练习 A | 把清单里含有词语“phrase”的每一行都摘出来,区分大小写。

所给文本 |
华夷秩序是汉族政权在“裔不谋夏,夷不乱华”的华夷之防心理作用下提出的,其目的在于建立稳固的政治文化壁垒,以隔绝外族入侵。

然而自魏晋以来,由于少数族在军事、政治、文化上的逐渐渗透,使得华夷身份具有一定的相对性及模糊性。

所谓“夷而进于中国,则中国之”,这就使华夷身份具有转换的可能。

即胡可以为汉,汉可以为胡,其标准在文化不在血统,[1](P.50)此问题经陈寅恪先生提出后,已获得学界普遍认可。

十六国政权为摆脱夷狄帽子,穿上华夏衣冠,进行了多方努力,正如罗志田所言,当时所谓的华夷身份,存在着“构建出的认知成分”。

[1]身处十六国后期,统一北方的北魏政权亦不例外。

如何摆脱夷狄的帽子,穿上华夏的衣冠,实现身份之转换?

如何在成为华夏之主的同时,构建文化正统的认知?

成为北魏历代帝王必然面对之顽症。

[2]本文以北魏孝文帝为节点,通过考察北魏前期至孝文帝朝的政治言说方式,以及公文、实用文章、文学作品等内容中所反映的文化观念,试图揭示这一身份转变的脉络和轨迹。

一、北魏前期华夷身份认知的演进

十六国时期的华夷观念较复杂,这与十六国的政治心理进程关系密切。

原始数据 |
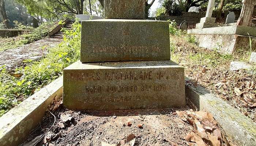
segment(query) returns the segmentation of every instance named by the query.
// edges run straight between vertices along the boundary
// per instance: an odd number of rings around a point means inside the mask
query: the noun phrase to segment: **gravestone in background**
[[[82,22],[80,60],[63,70],[64,106],[183,106],[184,68],[170,60],[168,22],[131,19],[144,16],[144,0],[104,2],[105,18],[111,19]]]
[[[227,16],[227,18],[226,19],[226,23],[225,24],[234,23],[235,22],[235,18],[236,18],[235,13],[233,12],[231,12]]]

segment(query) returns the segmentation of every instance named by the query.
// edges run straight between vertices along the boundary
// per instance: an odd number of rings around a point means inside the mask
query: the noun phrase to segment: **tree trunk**
[[[11,27],[9,21],[6,15],[6,11],[5,11],[5,0],[0,0],[0,15],[3,18],[3,22],[5,25],[6,27],[10,28]]]
[[[237,20],[237,25],[246,26],[252,26],[252,16],[254,6],[256,4],[255,0],[242,0],[241,13]]]
[[[90,12],[91,15],[91,0],[89,0],[89,5],[90,6]]]
[[[104,0],[98,0],[101,5],[102,6],[102,8],[104,8]]]
[[[222,12],[222,9],[224,6],[224,3],[225,2],[225,0],[221,0],[219,4],[219,8],[217,12],[217,15],[216,16],[216,19],[217,20],[221,19],[221,14]]]
[[[80,8],[81,8],[81,14],[83,14],[83,2],[84,0],[80,0]]]
[[[146,7],[145,7],[145,16],[146,18],[147,18],[148,16],[148,11],[149,10],[149,9],[150,9],[151,6],[152,6],[152,5],[154,3],[154,2],[155,2],[155,0],[152,0],[150,4],[148,3],[148,0],[146,1]]]

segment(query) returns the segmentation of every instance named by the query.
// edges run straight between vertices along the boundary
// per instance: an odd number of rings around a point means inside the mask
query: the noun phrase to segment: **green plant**
[[[169,20],[169,31],[170,34],[173,35],[180,36],[182,34],[182,31],[177,28],[177,25],[175,20],[171,21]]]
[[[79,59],[81,25],[77,22],[73,25],[72,30],[64,30],[63,41],[41,60],[18,68],[12,73],[4,66],[0,68],[0,116],[56,79],[64,68]]]
[[[157,17],[162,17],[163,16],[166,12],[166,9],[163,7],[161,7],[157,9],[157,12],[155,16]]]

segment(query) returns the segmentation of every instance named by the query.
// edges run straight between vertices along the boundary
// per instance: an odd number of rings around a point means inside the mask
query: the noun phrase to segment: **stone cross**
[[[226,19],[225,24],[233,23],[235,22],[235,18],[236,15],[235,13],[231,12],[227,16],[227,18]]]
[[[213,8],[214,7],[214,2],[215,2],[215,0],[209,0],[208,6],[207,7],[206,17],[211,17]]]

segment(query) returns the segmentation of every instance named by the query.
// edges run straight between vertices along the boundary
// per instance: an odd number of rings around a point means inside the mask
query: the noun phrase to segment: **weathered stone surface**
[[[68,108],[154,108],[185,104],[184,69],[170,61],[78,61],[63,72],[63,104]]]
[[[248,69],[252,68],[251,65],[247,64],[242,61],[231,61],[230,62],[230,71],[236,71],[240,69]]]
[[[188,31],[191,30],[188,30]],[[232,54],[237,50],[241,50],[241,49],[249,50],[250,48],[249,38],[248,36],[211,34],[195,34],[193,35],[196,37],[199,46],[206,48],[210,50],[217,49],[219,52]],[[255,51],[256,50],[256,38],[251,37],[251,39],[252,47],[252,50],[253,51]]]
[[[105,18],[144,19],[145,0],[104,0]]]
[[[236,15],[234,12],[231,12],[227,16],[227,18],[226,19],[226,24],[233,23],[235,22],[235,18]]]
[[[232,107],[227,102],[214,96],[206,89],[186,78],[186,97],[198,110],[211,113],[219,125],[235,145],[255,146],[256,123]],[[196,109],[195,109],[196,110]]]
[[[0,145],[18,146],[44,117],[54,98],[62,96],[62,76],[0,117]]]
[[[98,19],[82,22],[82,62],[170,60],[167,22]]]
[[[252,52],[251,54],[250,62],[256,63],[256,52]]]
[[[251,36],[256,37],[256,28],[244,26],[232,26],[188,30],[188,34],[226,34],[248,36],[248,33],[249,33]]]

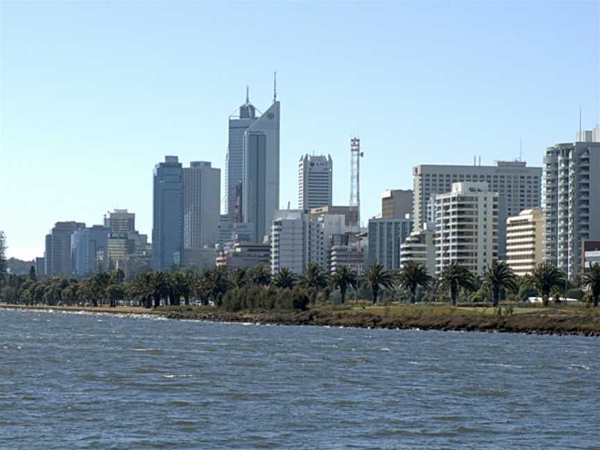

练习 B | 把所给文本从含有“然而自魏晋以来,由于少数族在”的那句开始,到“如何在成为华夏之主的同时,构建文化正统的认知?”为止重新写出,并把其中的“夷狄”换成“戎狄”。

输出 A |
query: the noun phrase to segment: **gravestone in background**
query: the noun phrase to segment: **tree trunk**
query: the noun phrase to segment: **green plant**
query: the noun phrase to segment: **stone cross**
query: the noun phrase to segment: **weathered stone surface**

输出 B |
然而自魏晋以来,由于少数族在军事、政治、文化上的逐渐渗透,使得华夷身份具有一定的相对性及模糊性。

所谓“夷而进于中国,则中国之”,这就使华夷身份具有转换的可能。

即胡可以为汉,汉可以为胡,其标准在文化不在血统,[1](P.50)此问题经陈寅恪先生提出后,已获得学界普遍认可。

十六国政权为摆脱戎狄帽子,穿上华夏衣冠,进行了多方努力,正如罗志田所言,当时所谓的华夷身份,存在着“构建出的认知成分”。

[1]身处十六国后期,统一北方的北魏政权亦不例外。

如何摆脱戎狄的帽子,穿上华夏的衣冠,实现身份之转换?

如何在成为华夏之主的同时,构建文化正统的认知?